A cluster of sugarhouses took shape around the west end of Buckle Street in the eighteenth century. The most significant of these refineries was on the west side of Half Moon Passage, standing free amid open space with a deep well and a good water supply. The site is now that of 6 Braham Street.Thomas Budgen (1705–1772), of a Surrey landed family yet apprenticed into the London sugar trade in 1719, appears to have established this sugarhouse in 1726 in which year he would have completed his apprenticeship. A year later he married Penelope Smith, the heiress of Daniel Smith (d. 1722), who had been Lieutenant Governor of the Island of Nevis. Budgen held onto West Indies sugar plantations until his death and amassed significant wealth. He commissioned a self-congratulatory portrait by Joseph Highmore in 1735, by when others were managing the Whitechapel sugarhouse. By the time Budgen became an MP in 1751 he had sold up and extricated himself from Whitechapel. From 1750 to 1784 the Half Moon Alley sugarhouse was owned by George Crosby, who ran it in a sequence of partnerships. Its local dominance seems indicated by the temporary renaming of Half Moon Passage as Crosby Passage during this period.2 John Craven acquired a lease from Crosby in 1787, then around 1800 purchased the copyhold of the land. By this date, if not long before, the sugarhouse had seven storeys. Attached to its east side since at least the 1740s was a large dwelling house that by the 1790s had three storeys and a prominent north- facing bow window. This property passed between the Craven and Bowman families until at least 1856. For a short time in the 1860s it was in the hands of Thomas Kirkpatrick and associates.3The Cravens and Bowmans were closely linked through marriage and by other local ventures, entering into other partnerships at sugarhouses on Duncan Street and Nelson Street. Most of the south side of Duncan Street had been redeveloped by the 1790s as a three- storey refinery that was associated with the Cravens and Bowmans from at least 1806. These premises, which came to rise five storeys and to be known as Bowman’s Russia or Russian Sugar House, for reasons unknown, consisted of a fill house (in which semi-conical sugarloaf moulds were filled), a bastard house (bastard sugar being light-brown sugar), a scum fill house, a cooling room, and a filtering or clarifying room. They were destroyed by fire in December 1838.

**Records to process**
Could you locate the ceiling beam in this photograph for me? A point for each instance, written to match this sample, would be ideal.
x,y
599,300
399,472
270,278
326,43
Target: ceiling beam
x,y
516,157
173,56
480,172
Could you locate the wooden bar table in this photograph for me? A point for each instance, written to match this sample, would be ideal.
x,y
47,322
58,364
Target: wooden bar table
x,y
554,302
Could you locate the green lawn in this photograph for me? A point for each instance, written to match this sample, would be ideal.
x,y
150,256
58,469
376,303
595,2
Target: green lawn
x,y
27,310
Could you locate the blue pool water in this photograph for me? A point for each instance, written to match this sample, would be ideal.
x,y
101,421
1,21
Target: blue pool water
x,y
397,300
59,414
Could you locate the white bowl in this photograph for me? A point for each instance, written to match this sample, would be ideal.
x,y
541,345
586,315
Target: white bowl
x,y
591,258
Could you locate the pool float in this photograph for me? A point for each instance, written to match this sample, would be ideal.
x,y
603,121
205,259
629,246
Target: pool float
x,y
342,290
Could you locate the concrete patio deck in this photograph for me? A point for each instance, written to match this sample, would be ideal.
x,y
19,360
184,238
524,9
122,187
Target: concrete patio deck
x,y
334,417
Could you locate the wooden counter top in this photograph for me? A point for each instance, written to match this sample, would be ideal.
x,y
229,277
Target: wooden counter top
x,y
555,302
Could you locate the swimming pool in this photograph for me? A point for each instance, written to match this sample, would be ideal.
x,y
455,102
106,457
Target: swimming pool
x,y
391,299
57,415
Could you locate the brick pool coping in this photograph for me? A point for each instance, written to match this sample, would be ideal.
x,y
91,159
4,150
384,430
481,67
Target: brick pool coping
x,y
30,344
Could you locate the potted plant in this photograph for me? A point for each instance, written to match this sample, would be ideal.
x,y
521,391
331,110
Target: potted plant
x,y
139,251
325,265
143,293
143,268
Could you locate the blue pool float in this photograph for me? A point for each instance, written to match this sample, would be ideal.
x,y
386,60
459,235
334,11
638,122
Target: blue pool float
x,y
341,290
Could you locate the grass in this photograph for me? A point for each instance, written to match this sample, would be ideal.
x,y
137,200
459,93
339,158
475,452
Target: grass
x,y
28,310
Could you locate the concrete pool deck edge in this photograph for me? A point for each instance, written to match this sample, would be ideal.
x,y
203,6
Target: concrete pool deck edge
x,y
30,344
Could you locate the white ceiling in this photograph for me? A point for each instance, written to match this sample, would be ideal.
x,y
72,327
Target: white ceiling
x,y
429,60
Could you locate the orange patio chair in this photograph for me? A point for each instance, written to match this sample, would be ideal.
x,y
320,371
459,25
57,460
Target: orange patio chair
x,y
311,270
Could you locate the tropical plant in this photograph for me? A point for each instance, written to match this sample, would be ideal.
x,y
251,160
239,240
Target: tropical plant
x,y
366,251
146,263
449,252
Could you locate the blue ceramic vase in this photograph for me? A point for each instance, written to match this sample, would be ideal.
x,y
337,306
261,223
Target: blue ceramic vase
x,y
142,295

**Exercise 1**
Answer these questions from the sugarhouse text:
(a) In what year did George Crosby's ownership of the Half Moon Alley sugarhouse begin?
(b) How many storeys did the sugarhouse have by around 1800?
(c) When were the Duncan Street premises destroyed by fire?
**Exercise 2**
Put the lines of the records into a numbered list, starting with the line that contains "Could you locate the orange" and going on through the end of the records, with blank lines left out.
The sugarhouse text and the records are unrelated to each other.

**Expected output 1**
(a) 1750
(b) Seven
(c) December 1838

**Expected output 2**
1. Could you locate the orange patio chair in this photograph for me? A point for each instance, written to match this sample, would be ideal.
2. x,y
3. 320,371
4. 459,25
5. 57,460
6. Target: orange patio chair
7. x,y
8. 311,270
9. Could you locate the tropical plant in this photograph for me? A point for each instance, written to match this sample, would be ideal.
10. x,y
11. 251,160
12. 239,240
13. Target: tropical plant
14. x,y
15. 366,251
16. 146,263
17. 449,252
18. Could you locate the blue ceramic vase in this photograph for me? A point for each instance, written to match this sample, would be ideal.
19. x,y
20. 337,306
21. 261,223
22. Target: blue ceramic vase
23. x,y
24. 142,295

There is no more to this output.